▸ What the task asks: A word-for-word transcript of the closing lines is required: from the one with "Q: Point out each instance of the soccer ball" through the final line of the data.
=== Provided material ===
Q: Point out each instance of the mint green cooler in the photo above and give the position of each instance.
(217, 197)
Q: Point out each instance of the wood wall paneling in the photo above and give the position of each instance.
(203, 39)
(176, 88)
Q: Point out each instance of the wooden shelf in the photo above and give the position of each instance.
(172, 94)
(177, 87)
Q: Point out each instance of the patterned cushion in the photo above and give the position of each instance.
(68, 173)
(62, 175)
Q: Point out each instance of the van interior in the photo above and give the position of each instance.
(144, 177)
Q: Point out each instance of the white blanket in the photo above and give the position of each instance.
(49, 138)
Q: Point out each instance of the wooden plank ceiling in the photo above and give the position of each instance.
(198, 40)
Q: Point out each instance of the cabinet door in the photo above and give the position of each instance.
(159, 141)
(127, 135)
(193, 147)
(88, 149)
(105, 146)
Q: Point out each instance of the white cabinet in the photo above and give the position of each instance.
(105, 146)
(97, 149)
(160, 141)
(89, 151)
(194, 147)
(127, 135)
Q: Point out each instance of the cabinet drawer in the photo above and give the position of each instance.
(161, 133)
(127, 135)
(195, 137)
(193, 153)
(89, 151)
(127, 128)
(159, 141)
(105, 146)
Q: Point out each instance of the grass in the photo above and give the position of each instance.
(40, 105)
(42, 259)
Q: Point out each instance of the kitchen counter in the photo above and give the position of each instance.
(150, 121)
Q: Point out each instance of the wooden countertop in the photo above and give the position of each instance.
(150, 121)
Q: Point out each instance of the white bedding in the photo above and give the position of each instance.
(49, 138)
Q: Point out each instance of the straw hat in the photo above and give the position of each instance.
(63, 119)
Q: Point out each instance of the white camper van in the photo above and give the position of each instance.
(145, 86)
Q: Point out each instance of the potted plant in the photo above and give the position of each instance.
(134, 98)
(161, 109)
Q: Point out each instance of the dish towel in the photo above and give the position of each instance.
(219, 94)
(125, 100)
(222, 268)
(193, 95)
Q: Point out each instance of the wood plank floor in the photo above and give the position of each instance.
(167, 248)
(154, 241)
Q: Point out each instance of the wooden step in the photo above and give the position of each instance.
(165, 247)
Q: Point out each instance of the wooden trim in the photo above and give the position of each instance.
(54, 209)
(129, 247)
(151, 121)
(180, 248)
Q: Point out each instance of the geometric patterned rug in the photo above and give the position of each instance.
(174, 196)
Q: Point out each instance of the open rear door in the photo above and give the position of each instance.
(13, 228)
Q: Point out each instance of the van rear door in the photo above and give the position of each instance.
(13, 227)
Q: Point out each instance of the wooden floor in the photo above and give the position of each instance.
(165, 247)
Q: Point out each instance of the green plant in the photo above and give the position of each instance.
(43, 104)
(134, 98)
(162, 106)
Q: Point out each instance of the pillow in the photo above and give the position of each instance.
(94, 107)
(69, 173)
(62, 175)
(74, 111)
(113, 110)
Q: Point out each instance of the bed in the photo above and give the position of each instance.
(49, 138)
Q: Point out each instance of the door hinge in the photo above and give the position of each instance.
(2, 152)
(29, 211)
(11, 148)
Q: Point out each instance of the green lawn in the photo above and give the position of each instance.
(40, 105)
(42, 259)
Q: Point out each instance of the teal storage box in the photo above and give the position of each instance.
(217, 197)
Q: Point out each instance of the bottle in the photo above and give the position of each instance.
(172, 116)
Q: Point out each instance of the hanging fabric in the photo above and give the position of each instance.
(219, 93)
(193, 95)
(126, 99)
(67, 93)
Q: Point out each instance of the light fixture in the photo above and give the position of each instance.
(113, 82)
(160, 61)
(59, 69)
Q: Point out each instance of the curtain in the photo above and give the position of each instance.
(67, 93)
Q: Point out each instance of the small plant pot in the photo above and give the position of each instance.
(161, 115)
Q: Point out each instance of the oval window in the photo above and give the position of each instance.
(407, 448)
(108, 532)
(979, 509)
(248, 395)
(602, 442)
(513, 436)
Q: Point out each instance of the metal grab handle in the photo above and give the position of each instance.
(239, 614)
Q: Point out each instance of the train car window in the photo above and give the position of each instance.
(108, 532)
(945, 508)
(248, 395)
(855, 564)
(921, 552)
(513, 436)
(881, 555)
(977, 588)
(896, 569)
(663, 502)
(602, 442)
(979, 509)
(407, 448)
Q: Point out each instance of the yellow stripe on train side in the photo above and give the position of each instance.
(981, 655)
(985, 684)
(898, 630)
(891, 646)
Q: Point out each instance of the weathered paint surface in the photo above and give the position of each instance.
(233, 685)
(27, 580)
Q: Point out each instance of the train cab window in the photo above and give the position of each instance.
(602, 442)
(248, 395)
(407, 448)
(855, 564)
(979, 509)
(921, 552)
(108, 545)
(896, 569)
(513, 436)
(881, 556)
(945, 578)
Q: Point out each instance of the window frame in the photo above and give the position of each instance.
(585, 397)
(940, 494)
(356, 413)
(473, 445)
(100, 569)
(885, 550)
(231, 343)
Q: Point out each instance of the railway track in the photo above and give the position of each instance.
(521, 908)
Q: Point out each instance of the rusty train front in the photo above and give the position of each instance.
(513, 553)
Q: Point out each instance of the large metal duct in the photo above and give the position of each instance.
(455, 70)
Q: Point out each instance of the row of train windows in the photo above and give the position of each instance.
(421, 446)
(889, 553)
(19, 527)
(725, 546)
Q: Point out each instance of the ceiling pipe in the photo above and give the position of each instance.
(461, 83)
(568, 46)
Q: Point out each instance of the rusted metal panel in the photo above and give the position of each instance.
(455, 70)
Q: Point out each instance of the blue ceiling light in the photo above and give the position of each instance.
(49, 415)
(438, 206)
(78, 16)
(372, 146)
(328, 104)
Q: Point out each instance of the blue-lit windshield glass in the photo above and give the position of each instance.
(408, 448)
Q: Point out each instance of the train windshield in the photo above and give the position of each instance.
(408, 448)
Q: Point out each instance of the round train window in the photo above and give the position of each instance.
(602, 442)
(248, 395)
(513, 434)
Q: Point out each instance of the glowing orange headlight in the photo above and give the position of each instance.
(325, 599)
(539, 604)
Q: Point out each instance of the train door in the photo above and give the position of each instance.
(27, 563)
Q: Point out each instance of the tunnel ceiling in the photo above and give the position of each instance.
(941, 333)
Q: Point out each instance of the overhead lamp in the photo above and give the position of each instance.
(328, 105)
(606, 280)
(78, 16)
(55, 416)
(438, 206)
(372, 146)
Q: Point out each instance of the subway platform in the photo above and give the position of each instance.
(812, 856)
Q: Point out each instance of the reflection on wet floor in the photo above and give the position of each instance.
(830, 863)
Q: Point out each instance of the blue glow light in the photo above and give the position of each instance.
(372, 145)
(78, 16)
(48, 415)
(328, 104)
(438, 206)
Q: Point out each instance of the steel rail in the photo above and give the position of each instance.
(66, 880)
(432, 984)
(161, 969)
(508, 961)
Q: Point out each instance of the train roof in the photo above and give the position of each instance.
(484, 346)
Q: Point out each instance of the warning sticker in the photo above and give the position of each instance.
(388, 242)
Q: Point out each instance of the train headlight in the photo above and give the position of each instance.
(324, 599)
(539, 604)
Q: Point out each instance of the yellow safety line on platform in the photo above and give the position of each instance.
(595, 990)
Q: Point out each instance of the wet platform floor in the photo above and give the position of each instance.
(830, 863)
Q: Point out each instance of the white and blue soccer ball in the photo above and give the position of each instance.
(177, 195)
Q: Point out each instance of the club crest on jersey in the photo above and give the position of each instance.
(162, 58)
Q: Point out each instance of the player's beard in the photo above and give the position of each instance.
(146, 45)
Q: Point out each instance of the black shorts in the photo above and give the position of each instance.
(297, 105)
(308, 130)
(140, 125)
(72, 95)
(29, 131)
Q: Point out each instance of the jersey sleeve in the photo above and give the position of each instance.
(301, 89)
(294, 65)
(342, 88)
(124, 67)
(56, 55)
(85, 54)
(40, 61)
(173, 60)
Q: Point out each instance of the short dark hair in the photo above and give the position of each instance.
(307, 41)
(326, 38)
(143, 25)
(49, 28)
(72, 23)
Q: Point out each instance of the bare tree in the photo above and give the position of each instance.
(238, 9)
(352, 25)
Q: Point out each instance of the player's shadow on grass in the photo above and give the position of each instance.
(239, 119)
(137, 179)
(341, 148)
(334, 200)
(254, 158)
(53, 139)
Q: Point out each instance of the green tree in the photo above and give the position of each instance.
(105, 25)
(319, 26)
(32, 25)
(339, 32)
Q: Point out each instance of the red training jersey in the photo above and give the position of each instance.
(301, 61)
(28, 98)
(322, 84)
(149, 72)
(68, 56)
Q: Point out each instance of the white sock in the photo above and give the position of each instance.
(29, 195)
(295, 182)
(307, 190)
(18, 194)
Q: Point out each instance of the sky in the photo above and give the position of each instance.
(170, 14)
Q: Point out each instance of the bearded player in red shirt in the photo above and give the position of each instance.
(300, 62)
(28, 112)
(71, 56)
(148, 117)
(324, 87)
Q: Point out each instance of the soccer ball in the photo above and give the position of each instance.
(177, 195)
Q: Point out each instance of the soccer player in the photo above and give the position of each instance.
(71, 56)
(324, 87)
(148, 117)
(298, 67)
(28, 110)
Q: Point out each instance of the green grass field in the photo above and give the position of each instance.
===
▸ Solution:
Q: Point out each instance of the soccer ball in the photo above and give the position of each instance.
(177, 195)
Q: Point out each instance of the soccer player in the photo above and give the position of each instance.
(71, 56)
(324, 87)
(148, 117)
(298, 67)
(28, 110)
Q: Point out each instance of the green grass field in the photo above and give the position of each instance.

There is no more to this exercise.